Covid Operations: How is this (not) unprecedented? Let us count the ways …

“They knew that their country’s devastation—before the earthquake as now—was not inevitable. They knew that traditional “recovery” would fail to recover much of anything except the previous inequities. They knew that reconstruction could be, had to be, grounded in democracy, where all had a say. And they were organizing.”
                                             Beverly Bell. Fault Lines: Views Across Haiti’s Divide

The emergence and efflorescence of Covid-19 has produced its own distinct discourse: social distancing, flatten the curve, social isolation, care mongering, and the list goes on. Words matter, rhetoric matters. One term that has been recirculated through the interpretive landscape of dismay, disorder and governmental dithering is to claim that everything is unprecedented … and so how could we have known? This claim of unprecedence has resulted in some curious contortions. For example, the stock market collapse is both unprecedented and the worst since 1987. The pandemic itself is unprecedented and the worst since the 1918 pandemic, the so-called Spanish flu. Well, which is it, unprecedented or the worst since? It doesn’t matter, because the claim of everything being unprecedented, rather than seriously and existentially dire, is always already an alibi. What is the alibi, and were we all really completely unaware?

• Work instructions:
Can you pick up the essay on Covid-19 and the claim that everything is "unprecedented" right after its closing question?

• Entries provided:
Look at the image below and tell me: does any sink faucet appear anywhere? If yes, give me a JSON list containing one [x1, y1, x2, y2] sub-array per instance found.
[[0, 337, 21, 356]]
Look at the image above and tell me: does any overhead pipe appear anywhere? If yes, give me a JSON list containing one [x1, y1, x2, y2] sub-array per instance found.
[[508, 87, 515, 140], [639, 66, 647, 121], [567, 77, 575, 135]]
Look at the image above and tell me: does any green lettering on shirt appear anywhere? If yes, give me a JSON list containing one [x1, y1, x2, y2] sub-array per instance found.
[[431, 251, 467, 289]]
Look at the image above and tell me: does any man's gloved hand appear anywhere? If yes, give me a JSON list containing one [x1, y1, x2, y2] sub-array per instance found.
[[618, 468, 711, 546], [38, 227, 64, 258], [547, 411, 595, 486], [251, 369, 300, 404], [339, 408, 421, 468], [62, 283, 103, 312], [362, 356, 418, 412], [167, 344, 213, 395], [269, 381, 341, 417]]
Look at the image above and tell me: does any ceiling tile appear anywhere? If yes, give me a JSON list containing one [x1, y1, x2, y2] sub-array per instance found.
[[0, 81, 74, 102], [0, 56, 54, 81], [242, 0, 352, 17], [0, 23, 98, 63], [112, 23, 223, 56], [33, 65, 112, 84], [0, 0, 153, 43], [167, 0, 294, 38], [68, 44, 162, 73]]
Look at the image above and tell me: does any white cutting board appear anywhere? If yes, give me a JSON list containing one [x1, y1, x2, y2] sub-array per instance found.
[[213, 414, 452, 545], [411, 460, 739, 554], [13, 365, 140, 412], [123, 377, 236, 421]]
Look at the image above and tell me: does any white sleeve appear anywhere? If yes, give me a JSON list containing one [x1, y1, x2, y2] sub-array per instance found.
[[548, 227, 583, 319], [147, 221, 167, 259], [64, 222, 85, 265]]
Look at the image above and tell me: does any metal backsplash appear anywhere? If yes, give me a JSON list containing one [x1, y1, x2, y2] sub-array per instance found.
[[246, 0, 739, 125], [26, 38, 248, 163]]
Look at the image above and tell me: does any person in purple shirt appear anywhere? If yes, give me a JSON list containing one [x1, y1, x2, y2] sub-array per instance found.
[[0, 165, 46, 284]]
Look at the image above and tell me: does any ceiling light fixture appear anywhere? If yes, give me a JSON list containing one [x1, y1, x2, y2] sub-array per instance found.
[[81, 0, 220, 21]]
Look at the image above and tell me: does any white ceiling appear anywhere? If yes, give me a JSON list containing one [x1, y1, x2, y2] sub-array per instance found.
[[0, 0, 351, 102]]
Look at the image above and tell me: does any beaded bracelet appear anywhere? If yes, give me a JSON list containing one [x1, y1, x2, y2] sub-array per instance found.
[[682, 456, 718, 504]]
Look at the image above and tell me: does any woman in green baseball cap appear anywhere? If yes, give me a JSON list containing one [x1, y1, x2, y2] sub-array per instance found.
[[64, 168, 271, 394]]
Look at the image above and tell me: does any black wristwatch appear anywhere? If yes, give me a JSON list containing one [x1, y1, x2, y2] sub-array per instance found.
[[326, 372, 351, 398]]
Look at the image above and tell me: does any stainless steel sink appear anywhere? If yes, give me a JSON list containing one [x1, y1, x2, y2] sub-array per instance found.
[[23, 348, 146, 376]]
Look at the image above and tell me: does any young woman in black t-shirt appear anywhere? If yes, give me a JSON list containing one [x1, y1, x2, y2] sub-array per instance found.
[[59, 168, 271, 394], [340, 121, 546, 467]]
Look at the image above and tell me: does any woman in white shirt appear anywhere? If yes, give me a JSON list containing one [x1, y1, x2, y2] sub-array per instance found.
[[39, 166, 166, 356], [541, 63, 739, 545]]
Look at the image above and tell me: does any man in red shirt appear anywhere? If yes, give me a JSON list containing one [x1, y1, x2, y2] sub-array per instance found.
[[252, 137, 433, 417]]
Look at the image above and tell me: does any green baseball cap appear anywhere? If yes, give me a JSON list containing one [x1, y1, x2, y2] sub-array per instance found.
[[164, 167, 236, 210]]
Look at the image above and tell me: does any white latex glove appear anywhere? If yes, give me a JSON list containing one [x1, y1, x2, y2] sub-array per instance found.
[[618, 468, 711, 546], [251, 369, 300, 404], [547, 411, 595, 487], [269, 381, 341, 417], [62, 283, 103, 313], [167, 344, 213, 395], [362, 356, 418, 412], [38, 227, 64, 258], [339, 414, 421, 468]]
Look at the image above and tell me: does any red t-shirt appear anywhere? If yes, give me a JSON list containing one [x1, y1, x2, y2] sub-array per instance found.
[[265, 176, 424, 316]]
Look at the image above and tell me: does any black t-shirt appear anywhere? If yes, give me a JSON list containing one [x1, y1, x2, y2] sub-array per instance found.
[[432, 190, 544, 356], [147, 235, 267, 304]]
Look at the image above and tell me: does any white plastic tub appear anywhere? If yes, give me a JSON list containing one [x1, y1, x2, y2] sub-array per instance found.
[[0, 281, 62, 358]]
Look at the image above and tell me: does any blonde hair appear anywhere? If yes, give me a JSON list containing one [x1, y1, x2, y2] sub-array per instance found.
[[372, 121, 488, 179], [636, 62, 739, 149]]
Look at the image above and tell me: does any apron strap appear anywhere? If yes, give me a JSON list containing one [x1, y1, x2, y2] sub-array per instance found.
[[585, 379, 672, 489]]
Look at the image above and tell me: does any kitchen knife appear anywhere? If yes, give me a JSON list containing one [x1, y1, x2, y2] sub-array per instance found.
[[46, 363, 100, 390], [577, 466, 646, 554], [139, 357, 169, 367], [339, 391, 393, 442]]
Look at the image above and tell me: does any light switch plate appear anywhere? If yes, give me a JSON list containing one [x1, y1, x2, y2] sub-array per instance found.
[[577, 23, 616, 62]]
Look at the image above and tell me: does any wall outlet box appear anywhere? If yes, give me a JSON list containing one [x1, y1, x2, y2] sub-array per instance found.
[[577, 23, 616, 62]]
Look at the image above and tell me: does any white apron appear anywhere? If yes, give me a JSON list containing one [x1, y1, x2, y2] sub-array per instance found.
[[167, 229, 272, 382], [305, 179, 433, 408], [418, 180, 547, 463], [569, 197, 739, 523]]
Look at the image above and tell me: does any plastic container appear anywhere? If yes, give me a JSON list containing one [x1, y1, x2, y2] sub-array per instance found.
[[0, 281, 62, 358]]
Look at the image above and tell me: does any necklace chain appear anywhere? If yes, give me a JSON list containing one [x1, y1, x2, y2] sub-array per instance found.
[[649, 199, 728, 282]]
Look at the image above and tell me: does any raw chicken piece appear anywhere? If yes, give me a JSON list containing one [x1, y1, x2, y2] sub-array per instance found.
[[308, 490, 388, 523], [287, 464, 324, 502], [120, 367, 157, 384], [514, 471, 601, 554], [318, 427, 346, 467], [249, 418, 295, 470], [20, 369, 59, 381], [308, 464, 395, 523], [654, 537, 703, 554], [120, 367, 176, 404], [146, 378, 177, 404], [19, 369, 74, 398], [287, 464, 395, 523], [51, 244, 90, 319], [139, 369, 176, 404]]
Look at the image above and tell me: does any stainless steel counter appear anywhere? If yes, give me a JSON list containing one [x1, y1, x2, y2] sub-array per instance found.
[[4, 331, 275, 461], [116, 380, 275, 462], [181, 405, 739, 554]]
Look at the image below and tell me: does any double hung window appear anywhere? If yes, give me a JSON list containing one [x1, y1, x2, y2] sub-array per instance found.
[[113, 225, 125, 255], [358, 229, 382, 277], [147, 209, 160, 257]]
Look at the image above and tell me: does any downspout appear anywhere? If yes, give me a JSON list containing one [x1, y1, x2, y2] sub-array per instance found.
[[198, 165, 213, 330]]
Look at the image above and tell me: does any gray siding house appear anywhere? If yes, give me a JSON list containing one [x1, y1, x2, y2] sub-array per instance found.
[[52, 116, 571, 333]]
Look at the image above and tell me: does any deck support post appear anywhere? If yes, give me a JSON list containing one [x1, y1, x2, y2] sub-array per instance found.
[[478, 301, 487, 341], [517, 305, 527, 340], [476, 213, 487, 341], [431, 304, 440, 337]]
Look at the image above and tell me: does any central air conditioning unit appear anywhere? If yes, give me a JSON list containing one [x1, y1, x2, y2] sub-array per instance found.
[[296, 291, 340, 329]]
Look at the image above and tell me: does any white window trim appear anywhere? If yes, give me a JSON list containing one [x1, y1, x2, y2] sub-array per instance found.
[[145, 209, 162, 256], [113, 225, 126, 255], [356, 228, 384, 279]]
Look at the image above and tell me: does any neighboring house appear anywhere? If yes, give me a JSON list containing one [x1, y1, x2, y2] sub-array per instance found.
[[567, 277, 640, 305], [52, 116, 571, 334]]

• Answer section:
For decades, political economist after political economist has warned that neoliberal models of development, and in particular austerity, would leave the world with severely diminished health care systems and seriously stretched economies. Four decades of slow to no growth and just in time production chains have produced “lean economies” which [a] only work for the very rich, [b] widen inequality rapidly and increasingly, and [c] increase risk. How did `we’ emerge from the infamous 1987 crash? The infamous Greenspan Put, in which the Fed “injected liquidity” into the market. What that means is that speculators are protected from risk and so are encouraged to take even riskier investments. The very opposite of no pain, no gain, this solution is All gain for a few, all and intense pain for everyone else. That was how `we’ emerged from 1987 … 1997 … 2000 … 2008. Unprecedented? Hardly.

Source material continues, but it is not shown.